Records
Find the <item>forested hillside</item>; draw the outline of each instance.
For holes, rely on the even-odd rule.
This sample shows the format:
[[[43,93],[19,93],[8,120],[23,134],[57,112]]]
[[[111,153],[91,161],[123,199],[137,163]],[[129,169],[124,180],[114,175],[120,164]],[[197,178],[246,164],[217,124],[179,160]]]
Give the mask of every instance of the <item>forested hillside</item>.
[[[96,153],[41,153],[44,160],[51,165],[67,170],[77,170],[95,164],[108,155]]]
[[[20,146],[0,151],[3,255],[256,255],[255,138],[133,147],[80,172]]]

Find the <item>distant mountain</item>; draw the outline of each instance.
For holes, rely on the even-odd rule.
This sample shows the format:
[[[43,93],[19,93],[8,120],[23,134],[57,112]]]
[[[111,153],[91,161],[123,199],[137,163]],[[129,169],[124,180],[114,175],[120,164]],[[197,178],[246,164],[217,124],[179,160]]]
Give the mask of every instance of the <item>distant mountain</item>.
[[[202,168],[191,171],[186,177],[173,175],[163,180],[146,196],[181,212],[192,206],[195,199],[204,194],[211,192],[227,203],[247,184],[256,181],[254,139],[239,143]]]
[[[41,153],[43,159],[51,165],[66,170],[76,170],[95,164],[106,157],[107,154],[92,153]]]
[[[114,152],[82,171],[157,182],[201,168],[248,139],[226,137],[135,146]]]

● **Given exercise**:
Reproduce all of the entries with every occurrence of "even-odd rule" switched to "nonzero winding rule". Leave everything else unchanged.

● **Expected output**:
Find the <item>forested hillside</item>; draw the outline of each instance.
For holes, rely on the nonzero winding rule.
This sample shows the format:
[[[43,93],[19,93],[8,120],[23,134],[57,112]]]
[[[111,153],[91,161],[123,199],[137,163]],[[129,169],[124,180],[114,175],[120,164]],[[197,178],[246,164],[217,124],[179,160]]]
Give the mask of every instance of the <item>forested hillside</item>.
[[[96,153],[41,153],[44,160],[51,165],[67,170],[77,170],[95,164],[108,155]]]
[[[20,146],[0,151],[3,255],[256,255],[255,138],[133,147],[80,172]]]

Find the <item>distant mountain</item>; draw the outline of each instance.
For holes, rely on the nonzero winding rule.
This sample shows the format:
[[[43,93],[19,93],[8,120],[23,134],[57,112]]]
[[[111,153],[91,161],[123,199],[137,163]],[[129,169],[124,180],[114,175],[120,164]],[[197,178],[246,164],[217,124],[179,160]]]
Give the mask of every instance of the <item>distant mountain</item>.
[[[202,168],[191,171],[186,177],[173,175],[163,180],[146,196],[181,212],[192,206],[195,199],[204,194],[211,192],[227,203],[247,184],[256,181],[254,139],[239,143]]]
[[[41,153],[43,159],[51,165],[66,170],[76,170],[95,164],[106,157],[107,154],[92,153]]]
[[[114,152],[82,171],[157,182],[201,168],[248,139],[226,137],[135,146]]]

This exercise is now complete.